====== TRECHO FORNECIDO

Na terceira, enquanto alguns personagens seguem melhorando, se reconstruindo, Carmy retrocedeu, algo comum na vivência do luto, ficando imerso em si, afastando-se de todos e tentando fazer tudo do seu jeito, focando em apenas uma coisa: conquistar uma estrela Michelin, maior honraria para um restaurante, sacrificando tudo o mais para tanto.
A série tem um ritmo irregular, com episódios curtos e alguns longos, com vários deixando o espectador com os nervos à flor da pele, sem conseguir respirar em meio à gritaria dos personagens, enquanto outros parecem sem propósito, até arrastados e tediosos. Mas o que poderia ser um defeito é, na realidade, uma das melhores qualidades da obra. Porque o processo do luto é assim, irregular, não linear, com momentos de imenso sentido e outros de completo vazio e angústia.
A “montanha russa” emocional que o luto cria arrasta o enlutado, que pouco pode fazer e entender do processo, principalmente nos seus primeiros momentos, que podem durar alguns anos. É o período do chamado “luto duro”, retratado na série. Quem vê de fora nem sempre percebe esse turbilhão interior, muito menos o compreende, confundindo o luto com depressão ou até bipolaridade. É aí que o seriado pode ajudar quem convive com algum enlutado e nunca passou por isso. A obra aproxima o espectador desta realidade atormentada, permitindo não exatamente entender o que se passa, mas aceitar a impotência e descobrir na compaixão e paciência a virtude da esperança.
O santinho de Jesus Bom Pastor
Alguns episódios ganham destaque neste sentido, como o primeiro da terceira temporada, praticamente sem falas, passando-se inteiramente no mundo interior de Carmy, com suas lembranças, dores, sonhos. A trilha sonora merece menção, pois as músicas marcam o ritmo das cenas em todos os episódios, seja contribuindo para a angústia nas mais nervosas, com a falação interminável dos personagens, sempre em volume mais alto do que o necessário, seja aliviando a tensão nas mais introspectivas, conduzindo contemplações. A própria cidade de Chicago faz par com as músicas, criando o ambiente afetivo vivido pelos personagens.

============
====== TRECHOS DOS DADOS

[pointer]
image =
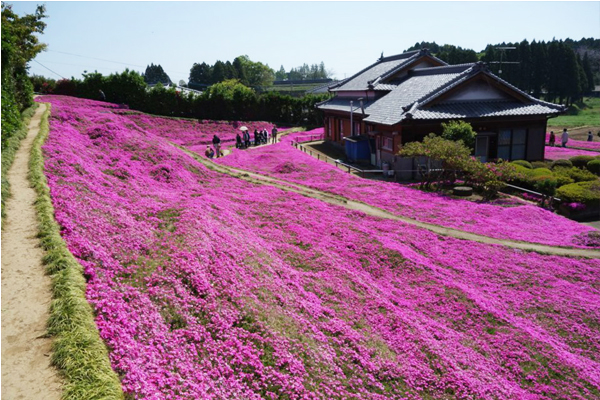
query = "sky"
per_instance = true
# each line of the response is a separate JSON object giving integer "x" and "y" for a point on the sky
{"x": 346, "y": 35}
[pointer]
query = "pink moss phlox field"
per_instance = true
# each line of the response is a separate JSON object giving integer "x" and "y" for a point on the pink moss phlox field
{"x": 527, "y": 222}
{"x": 584, "y": 144}
{"x": 563, "y": 153}
{"x": 209, "y": 287}
{"x": 194, "y": 134}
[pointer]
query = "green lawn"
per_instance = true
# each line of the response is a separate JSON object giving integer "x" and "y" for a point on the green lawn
{"x": 586, "y": 114}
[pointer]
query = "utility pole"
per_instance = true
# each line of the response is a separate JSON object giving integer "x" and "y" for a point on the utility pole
{"x": 502, "y": 49}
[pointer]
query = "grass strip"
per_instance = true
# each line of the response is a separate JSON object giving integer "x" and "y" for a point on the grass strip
{"x": 78, "y": 351}
{"x": 9, "y": 152}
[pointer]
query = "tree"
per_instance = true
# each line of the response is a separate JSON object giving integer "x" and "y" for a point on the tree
{"x": 459, "y": 131}
{"x": 19, "y": 46}
{"x": 201, "y": 74}
{"x": 219, "y": 73}
{"x": 155, "y": 74}
{"x": 281, "y": 74}
{"x": 257, "y": 73}
{"x": 456, "y": 162}
{"x": 587, "y": 69}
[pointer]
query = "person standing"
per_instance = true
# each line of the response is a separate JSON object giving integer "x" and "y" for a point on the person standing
{"x": 217, "y": 145}
{"x": 565, "y": 137}
{"x": 246, "y": 139}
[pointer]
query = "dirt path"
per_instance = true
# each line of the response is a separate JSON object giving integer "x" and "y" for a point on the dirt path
{"x": 26, "y": 369}
{"x": 378, "y": 212}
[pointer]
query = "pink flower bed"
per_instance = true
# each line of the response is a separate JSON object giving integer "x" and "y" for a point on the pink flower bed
{"x": 560, "y": 153}
{"x": 527, "y": 223}
{"x": 209, "y": 287}
{"x": 577, "y": 143}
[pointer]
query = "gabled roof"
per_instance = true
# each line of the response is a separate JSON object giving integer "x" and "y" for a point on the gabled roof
{"x": 422, "y": 95}
{"x": 381, "y": 70}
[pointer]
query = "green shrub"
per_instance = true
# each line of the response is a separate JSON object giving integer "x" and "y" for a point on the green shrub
{"x": 545, "y": 184}
{"x": 540, "y": 164}
{"x": 540, "y": 172}
{"x": 587, "y": 193}
{"x": 594, "y": 166}
{"x": 581, "y": 161}
{"x": 574, "y": 174}
{"x": 523, "y": 163}
{"x": 561, "y": 163}
{"x": 562, "y": 176}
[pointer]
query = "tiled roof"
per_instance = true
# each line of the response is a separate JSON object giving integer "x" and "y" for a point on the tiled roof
{"x": 361, "y": 80}
{"x": 343, "y": 104}
{"x": 385, "y": 86}
{"x": 408, "y": 98}
{"x": 482, "y": 109}
{"x": 389, "y": 110}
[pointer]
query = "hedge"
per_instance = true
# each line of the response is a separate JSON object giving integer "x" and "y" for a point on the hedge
{"x": 581, "y": 161}
{"x": 561, "y": 163}
{"x": 523, "y": 163}
{"x": 594, "y": 166}
{"x": 587, "y": 193}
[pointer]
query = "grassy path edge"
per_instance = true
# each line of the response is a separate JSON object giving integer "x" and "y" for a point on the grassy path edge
{"x": 8, "y": 154}
{"x": 78, "y": 351}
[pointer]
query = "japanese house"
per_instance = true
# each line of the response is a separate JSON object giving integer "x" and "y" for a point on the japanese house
{"x": 403, "y": 98}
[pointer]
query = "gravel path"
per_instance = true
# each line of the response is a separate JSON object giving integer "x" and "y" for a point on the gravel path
{"x": 26, "y": 295}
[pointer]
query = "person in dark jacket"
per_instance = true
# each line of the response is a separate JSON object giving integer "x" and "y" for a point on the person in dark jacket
{"x": 246, "y": 139}
{"x": 217, "y": 145}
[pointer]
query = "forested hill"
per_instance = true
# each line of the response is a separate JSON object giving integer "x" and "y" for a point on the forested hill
{"x": 561, "y": 70}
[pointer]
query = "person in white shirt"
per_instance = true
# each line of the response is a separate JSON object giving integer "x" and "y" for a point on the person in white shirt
{"x": 565, "y": 137}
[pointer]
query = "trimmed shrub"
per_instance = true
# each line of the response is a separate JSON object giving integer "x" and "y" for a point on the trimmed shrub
{"x": 581, "y": 161}
{"x": 561, "y": 163}
{"x": 594, "y": 166}
{"x": 539, "y": 164}
{"x": 575, "y": 174}
{"x": 540, "y": 172}
{"x": 545, "y": 184}
{"x": 523, "y": 163}
{"x": 587, "y": 193}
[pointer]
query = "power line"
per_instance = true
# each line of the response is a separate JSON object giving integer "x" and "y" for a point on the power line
{"x": 99, "y": 59}
{"x": 115, "y": 62}
{"x": 56, "y": 73}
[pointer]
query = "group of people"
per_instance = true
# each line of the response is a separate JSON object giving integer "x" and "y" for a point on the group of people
{"x": 565, "y": 138}
{"x": 260, "y": 137}
{"x": 210, "y": 153}
{"x": 242, "y": 142}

============

§ **EXERCÍCIO A**
Transcreva, do texto sobre a série, tudo desde "O santinho de" até "vivido pelos personagens.".
§ **EXERCÍCIO B**
Segundo o texto sobre a série, qual objetivo passa a ocupar Carmy na terceira temporada?
§ **EXERCÍCIO C**
Retome o texto sobre a série logo após a última frase apresentada.

§ **RESPOSTA A**
O santinho de Jesus Bom Pastor
Alguns episódios ganham destaque neste sentido, como o primeiro da terceira temporada, praticamente sem falas, passando-se inteiramente no mundo interior de Carmy, com suas lembranças, dores, sonhos. A trilha sonora merece menção, pois as músicas marcam o ritmo das cenas em todos os episódios, seja contribuindo para a angústia nas mais nervosas, com a falação interminável dos personagens, sempre em volume mais alto do que o necessário, seja aliviando a tensão nas mais introspectivas, conduzindo contemplações. A própria cidade de Chicago faz par com as músicas, criando o ambiente afetivo vivido pelos personagens.

§ **RESPOSTA B**
Conquistar uma estrela Michelin.

§ **RESPOSTA C**
No coração do processo do luto de Carmy está sua família. O urso é símbolo disso, aparecendo em uma das primeiras cenas. Carmy caminha sobre uma ponte e, no meio dela, há uma jaula aberta, com um urso saindo dela. O atravessar da ponte exigirá confrontar o urso em algum momento. Na segunda temporada, o primoroso episódio da ceia de natal na casa da mãe de Carmy é um dos mais significativos desse enfrentamento que terá de acontecer em algum momento. Ali se revela o “urso” desenjaulado quando a tensão constante entre os familiares, sufocante para o espectador, explode transbordando ressentimentos entre todos.
Isso se desenvolve melhor na terceira temporada, quando Jamie Lee Curtis, que fez participação especial interpretando a mãe de Carmy naquele episódio, retorna em dois outros, com atuação exuberante, sendo que naquele em que acompanha sua filha, Natalie, ao hospital para dar à luz, o ressentimento mútuo começa a ser purgado pelo amor resiliente, que só pode renascer por meio do perdão.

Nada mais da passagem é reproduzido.